WORK TASK> Could you print the data that follows exactly as given?

SOURCE MATERIAL>
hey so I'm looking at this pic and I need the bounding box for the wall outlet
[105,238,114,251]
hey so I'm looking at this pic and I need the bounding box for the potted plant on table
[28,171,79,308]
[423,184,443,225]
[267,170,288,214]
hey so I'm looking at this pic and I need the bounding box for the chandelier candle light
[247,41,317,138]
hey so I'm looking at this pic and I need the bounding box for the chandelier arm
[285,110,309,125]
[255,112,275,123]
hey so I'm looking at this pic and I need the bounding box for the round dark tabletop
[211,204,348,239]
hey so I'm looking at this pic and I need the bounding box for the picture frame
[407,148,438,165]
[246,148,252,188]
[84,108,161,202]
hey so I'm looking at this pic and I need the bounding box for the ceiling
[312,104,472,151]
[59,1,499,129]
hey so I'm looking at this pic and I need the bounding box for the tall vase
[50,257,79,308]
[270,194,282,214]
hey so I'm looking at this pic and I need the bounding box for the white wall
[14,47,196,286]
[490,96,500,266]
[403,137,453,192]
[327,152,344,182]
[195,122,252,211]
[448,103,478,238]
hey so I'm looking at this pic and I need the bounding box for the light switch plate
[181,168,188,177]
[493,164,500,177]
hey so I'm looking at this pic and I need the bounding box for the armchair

RESULT BELOW>
hey so I'm looking at this pic and I need the bounding box for the wall outlet
[105,238,114,251]
hey so I'm looking at this pic and I need the bounding box for the potted plant on table
[28,171,79,308]
[423,184,443,225]
[267,170,288,214]
hey so I'm looking at this pic and I need the bounding box for the chandelier candle light
[247,41,317,138]
hey so I'm looking at this pic and I need the bounding box for the chandelier arm
[285,110,309,125]
[255,112,275,123]
hey so I'm looking at this pic and I need the bounding box for the round dark tabletop
[211,204,348,239]
hey so I'm looking at this pic and I need the bounding box for the picture frame
[407,148,438,165]
[246,148,252,188]
[84,108,161,202]
hey so I'm looking at this pic and I need the bounding box for the ceiling
[312,104,472,151]
[59,1,499,129]
hey so I'm looking at this pic and I need the bounding box for the tall vase
[50,257,79,308]
[270,194,282,214]
hey so I'm looking at this pic and I need the bounding box for the white wall
[14,47,196,286]
[490,96,500,266]
[403,137,453,192]
[327,152,344,182]
[195,122,252,211]
[448,103,478,238]
hey so I'm looking at this pic and I need the bounding box for the light switch plate
[181,168,188,177]
[493,164,500,177]
hey so I'm looking at this pic and I need the bounding box for the armchair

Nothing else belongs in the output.